- **Exercise details**: Here is the task for the records below: repeat exactly the lines from the one with "box: [5, 76, 14, 117]" to the one with "positive clicks: (162, 195)", both included, and nothing else.

BEGIN Data extract

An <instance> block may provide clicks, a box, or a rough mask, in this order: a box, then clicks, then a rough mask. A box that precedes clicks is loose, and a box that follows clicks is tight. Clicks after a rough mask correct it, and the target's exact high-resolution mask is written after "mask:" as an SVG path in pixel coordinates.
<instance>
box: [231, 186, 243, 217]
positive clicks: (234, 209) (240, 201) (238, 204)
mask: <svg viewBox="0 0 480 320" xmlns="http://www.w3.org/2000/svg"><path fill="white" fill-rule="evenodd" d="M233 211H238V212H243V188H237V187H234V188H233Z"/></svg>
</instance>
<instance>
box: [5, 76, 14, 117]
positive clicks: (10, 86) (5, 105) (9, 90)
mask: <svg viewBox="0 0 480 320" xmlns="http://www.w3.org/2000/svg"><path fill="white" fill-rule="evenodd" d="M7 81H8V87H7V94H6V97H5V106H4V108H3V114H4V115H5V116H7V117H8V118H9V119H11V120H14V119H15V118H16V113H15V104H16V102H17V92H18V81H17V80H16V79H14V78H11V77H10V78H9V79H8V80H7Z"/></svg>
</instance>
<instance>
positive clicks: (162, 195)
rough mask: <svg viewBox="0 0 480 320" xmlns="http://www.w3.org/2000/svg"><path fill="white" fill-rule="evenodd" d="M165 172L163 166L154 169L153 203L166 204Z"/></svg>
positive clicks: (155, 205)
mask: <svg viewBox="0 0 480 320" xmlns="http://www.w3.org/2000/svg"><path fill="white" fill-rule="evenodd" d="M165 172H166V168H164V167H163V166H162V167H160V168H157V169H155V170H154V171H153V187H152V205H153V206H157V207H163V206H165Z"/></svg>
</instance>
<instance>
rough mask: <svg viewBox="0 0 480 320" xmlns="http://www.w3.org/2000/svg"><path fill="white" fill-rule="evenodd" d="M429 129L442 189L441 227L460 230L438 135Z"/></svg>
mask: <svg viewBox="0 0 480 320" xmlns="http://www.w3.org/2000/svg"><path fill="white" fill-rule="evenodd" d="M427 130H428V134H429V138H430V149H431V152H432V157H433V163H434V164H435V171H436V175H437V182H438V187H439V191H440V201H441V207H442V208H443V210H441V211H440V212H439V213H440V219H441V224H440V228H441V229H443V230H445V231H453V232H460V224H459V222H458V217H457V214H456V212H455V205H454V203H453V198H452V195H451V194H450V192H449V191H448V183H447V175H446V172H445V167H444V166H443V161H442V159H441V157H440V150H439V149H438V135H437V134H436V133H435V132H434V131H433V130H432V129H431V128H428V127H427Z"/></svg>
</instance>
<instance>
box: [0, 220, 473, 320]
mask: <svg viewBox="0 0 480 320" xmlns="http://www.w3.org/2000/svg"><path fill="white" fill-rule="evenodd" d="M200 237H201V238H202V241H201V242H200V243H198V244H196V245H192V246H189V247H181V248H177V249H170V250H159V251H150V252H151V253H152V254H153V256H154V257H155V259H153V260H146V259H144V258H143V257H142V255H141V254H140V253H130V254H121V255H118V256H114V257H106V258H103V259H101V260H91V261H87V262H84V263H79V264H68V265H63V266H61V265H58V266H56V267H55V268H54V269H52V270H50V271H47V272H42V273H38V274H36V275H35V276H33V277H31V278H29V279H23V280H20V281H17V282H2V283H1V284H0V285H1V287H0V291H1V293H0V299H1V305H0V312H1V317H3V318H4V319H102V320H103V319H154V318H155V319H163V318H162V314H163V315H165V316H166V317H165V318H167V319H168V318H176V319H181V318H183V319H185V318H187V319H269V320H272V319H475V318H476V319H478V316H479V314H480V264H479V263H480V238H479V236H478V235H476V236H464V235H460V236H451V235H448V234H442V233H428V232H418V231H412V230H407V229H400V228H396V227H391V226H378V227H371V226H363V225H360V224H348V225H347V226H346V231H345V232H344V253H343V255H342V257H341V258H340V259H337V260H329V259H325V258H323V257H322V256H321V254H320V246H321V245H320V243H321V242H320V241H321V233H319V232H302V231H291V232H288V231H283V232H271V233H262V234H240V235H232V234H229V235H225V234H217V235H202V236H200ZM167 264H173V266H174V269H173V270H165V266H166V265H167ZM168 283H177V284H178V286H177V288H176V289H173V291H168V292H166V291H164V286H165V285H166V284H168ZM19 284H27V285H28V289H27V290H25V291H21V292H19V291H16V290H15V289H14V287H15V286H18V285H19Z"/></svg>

END Data extract

- **Task solution**:
box: [5, 76, 14, 117]
positive clicks: (10, 86) (5, 105) (9, 90)
mask: <svg viewBox="0 0 480 320" xmlns="http://www.w3.org/2000/svg"><path fill="white" fill-rule="evenodd" d="M7 81H8V87H7V94H6V97H5V106H4V108H3V114H4V115H5V116H7V117H8V118H9V119H11V120H14V119H15V118H16V113H15V104H16V102H17V92H18V81H17V80H16V79H14V78H11V77H10V78H9V79H8V80H7Z"/></svg>
</instance>
<instance>
positive clicks: (162, 195)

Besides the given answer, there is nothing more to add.